- TASK:
Where the records appear below, transcribe them exactly, leaving none out.

- DATA FOR THIS TASK:
═══
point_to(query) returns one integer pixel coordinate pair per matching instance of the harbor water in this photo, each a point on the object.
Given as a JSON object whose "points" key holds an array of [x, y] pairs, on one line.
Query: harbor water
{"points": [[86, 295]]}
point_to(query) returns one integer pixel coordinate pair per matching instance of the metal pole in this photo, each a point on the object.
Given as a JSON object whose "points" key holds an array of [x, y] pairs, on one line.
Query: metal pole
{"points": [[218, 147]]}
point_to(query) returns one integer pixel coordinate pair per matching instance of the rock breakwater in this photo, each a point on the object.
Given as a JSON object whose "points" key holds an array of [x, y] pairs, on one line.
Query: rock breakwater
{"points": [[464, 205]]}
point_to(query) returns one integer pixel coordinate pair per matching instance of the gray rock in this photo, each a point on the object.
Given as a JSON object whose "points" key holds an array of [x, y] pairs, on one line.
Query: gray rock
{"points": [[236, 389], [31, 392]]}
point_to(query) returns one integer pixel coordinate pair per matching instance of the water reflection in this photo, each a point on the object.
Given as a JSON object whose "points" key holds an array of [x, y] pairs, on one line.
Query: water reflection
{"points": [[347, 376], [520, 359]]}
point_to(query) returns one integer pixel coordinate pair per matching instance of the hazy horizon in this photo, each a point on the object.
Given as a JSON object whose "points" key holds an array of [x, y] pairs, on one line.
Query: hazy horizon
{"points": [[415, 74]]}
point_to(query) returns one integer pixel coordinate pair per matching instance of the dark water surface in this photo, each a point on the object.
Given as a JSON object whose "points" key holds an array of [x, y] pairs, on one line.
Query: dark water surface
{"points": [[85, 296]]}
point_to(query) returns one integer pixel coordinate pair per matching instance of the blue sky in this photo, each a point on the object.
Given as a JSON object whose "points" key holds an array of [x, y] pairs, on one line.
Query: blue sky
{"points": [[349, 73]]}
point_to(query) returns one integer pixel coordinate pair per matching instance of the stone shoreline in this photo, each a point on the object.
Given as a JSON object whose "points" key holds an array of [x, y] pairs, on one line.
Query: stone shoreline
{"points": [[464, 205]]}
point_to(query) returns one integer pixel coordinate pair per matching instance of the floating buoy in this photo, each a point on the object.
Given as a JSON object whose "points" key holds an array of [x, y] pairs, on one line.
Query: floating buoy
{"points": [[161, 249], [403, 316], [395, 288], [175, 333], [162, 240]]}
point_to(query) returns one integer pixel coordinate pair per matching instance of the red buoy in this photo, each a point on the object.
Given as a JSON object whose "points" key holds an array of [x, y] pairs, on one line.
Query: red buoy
═══
- SOLUTION:
point_to(query) returns one integer pixel coordinate pair per matching instance of the harbor water in this photo, each a point on the object.
Given as a JSON object whose "points" key holds an array of [x, y] pairs, on one line.
Query: harbor water
{"points": [[86, 295]]}
point_to(query) returns one integer pixel coordinate pair per matching instance of the metal pole in this photo, each a point on the object.
Given as a JSON object whose "points" key holds an array of [x, y] pairs, on one line.
Query: metal pole
{"points": [[218, 147]]}
point_to(query) returns one integer pixel coordinate pair per matching instance of the rock breakwater in this photo, each a point on the object.
Given as a JSON object whose "points" key holds an array of [x, y] pairs, on one line.
Query: rock breakwater
{"points": [[464, 205]]}
point_to(query) returns one integer pixel coordinate pair per matching instance of the gray rock in this photo, each a point on the object.
Given as a JSON object whose "points" key holds an array of [x, y] pairs, on one line.
Query: gray rock
{"points": [[236, 389], [31, 392]]}
point_to(query) returns one integer pixel coordinate pair per matching instance of the water reflection in this photo, each a point on the object.
Given as a JSON object whose "points" key holds an array of [x, y] pairs, on one line.
Query: water reflection
{"points": [[347, 376], [520, 359]]}
point_to(query) returns one integer pixel coordinate pair per matching instance of the hazy horizon in this photo, each a point on the object.
Given as a JSON object whose "points" key holds an array of [x, y] pairs, on one line.
Query: hazy horizon
{"points": [[415, 74]]}
point_to(query) returns one integer pixel coordinate pair per matching instance of the dark water surface in this photo, each a point on the object.
Given as a JSON object whose "points" key holds an array of [x, y] pairs, on one line.
Query: dark water surface
{"points": [[85, 296]]}
point_to(query) returns one integer pixel coordinate pair per matching instance of the blue sky in this photo, each a point on the object.
Given as a JSON object whose "points" key holds an array of [x, y] pairs, on one line.
Query: blue sky
{"points": [[349, 73]]}
point_to(query) returns one integer pixel coordinate pair per matching instance of the stone shoreline in this photo, each a point on the object.
Given as a JSON object whose "points" key holds an array of [x, y] pairs, on one line.
Query: stone shoreline
{"points": [[464, 205]]}
point_to(query) returns one integer pixel coordinate pair per matching instance of the floating buoy in this photo, each a point on the object.
Given as a JSON object whose "points" key holds an array of [x, y] pairs, on one line.
Query: floating buoy
{"points": [[161, 249], [403, 316], [395, 288], [175, 333], [162, 240]]}
point_to(query) returns one integer pixel coordinate pair per matching instance of the red buoy in this photo, each a point on the object.
Given as a JSON object whose "points" key holds an array of [x, y] pairs, on one line.
Query: red buoy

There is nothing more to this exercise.